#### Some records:

----------

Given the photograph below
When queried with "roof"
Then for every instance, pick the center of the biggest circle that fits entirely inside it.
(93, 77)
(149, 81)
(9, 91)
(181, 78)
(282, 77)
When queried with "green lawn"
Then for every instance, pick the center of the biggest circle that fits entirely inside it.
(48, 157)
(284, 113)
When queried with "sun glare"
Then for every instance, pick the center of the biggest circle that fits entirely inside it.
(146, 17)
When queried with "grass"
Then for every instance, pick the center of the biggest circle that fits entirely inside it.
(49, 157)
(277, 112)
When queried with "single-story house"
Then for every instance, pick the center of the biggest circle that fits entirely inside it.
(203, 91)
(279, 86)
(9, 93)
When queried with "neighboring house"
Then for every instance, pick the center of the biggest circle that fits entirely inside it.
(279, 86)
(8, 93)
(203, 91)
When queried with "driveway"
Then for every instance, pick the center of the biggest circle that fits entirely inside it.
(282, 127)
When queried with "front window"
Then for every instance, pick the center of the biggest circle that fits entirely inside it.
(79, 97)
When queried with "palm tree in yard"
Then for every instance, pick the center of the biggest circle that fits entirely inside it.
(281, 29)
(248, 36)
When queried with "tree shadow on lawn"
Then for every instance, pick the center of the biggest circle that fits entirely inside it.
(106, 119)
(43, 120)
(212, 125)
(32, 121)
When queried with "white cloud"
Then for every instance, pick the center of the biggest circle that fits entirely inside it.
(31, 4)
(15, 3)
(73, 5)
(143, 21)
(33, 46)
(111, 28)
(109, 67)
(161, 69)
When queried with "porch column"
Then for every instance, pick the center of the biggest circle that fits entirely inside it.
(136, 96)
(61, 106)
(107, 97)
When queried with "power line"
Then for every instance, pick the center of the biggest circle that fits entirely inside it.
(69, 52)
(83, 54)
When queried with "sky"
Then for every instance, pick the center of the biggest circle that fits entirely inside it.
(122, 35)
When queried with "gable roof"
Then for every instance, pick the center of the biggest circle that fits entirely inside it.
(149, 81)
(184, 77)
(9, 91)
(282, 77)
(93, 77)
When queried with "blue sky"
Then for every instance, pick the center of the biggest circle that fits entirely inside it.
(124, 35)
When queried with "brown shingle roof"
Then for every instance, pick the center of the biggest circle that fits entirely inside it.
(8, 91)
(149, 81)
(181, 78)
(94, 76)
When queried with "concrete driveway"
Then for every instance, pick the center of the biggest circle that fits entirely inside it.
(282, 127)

----------

#### TASK TO COMPLETE:
Repeat the material above in full, exactly as it stands.

#### WRITTEN RESPONSE:
Given the photograph below
When queried with "roof"
Then for every instance, pick the center of the biggest circle that fits entirely inside it.
(93, 77)
(149, 81)
(9, 91)
(181, 78)
(282, 77)
When queried with "green lawn"
Then for every instance, pick the center of the biggest circle that fits entirely inside it.
(48, 157)
(284, 113)
When queried with "sun glare"
Then for every instance, pick the center of the biggest circle that fits entirely inside it.
(146, 17)
When queried with "grass"
Then for every instance, pick the center of the biggest circle that fits entirely inside it.
(49, 157)
(277, 112)
When queried with "single-story house"
Then for every instance, pick the center of the biggest circle that fits entirely inside it.
(203, 91)
(279, 86)
(9, 93)
When queried with "neighboring house"
Then for every instance, pick the center of the biggest circle that fits entirely inside it.
(279, 86)
(8, 93)
(203, 91)
When queried with "driveway"
Then for every instance, pick the center of the biggest circle that fits entirely inside it.
(282, 127)
When queried with "front window"
Then for every instance, pick the center of the biggest circle that fits entirely inside it.
(79, 97)
When queried with "palm tree in yard"
Then for every instance, pick the center of the biggest circle that fits entirely inside it.
(281, 29)
(248, 36)
When queried with "tree shadow on lawn"
Then for every instance, pick the center of the biggest circle that fits entirely inside it.
(106, 119)
(43, 120)
(212, 125)
(32, 121)
When queried with "white cloud"
Then for every instance, pick the center of the biggest circle that fits entirely inside it.
(31, 4)
(15, 3)
(73, 5)
(143, 21)
(33, 46)
(111, 28)
(109, 67)
(161, 69)
When queried with "porch column"
Then for every instance, pick the center of the biggest circle that fits entirely inside it.
(136, 96)
(61, 106)
(107, 97)
When queried with "power line"
Then for every instance, pick the center of the biggest circle that fits entirely inside it.
(69, 52)
(83, 54)
When queried with "sky"
Then for every instance, pick the center of the biggest circle that fits entirely inside it.
(122, 35)
When queried with "gable roof"
Then for every instance, pick the center of the biggest circle that fits entirely inside it.
(149, 81)
(184, 77)
(9, 91)
(282, 77)
(93, 77)
When queried with "blue sky"
Then for every instance, pick the center of the biggest circle that fits entirely inside it.
(124, 35)
When queried with "brown shingle roof"
Then for every instance, pick the center of the biggest circle that fits entirely inside it.
(8, 91)
(149, 81)
(181, 78)
(94, 76)
When queried with "concrete driveway"
Then for every instance, pick the center of the biggest circle that fits entirely inside it.
(282, 127)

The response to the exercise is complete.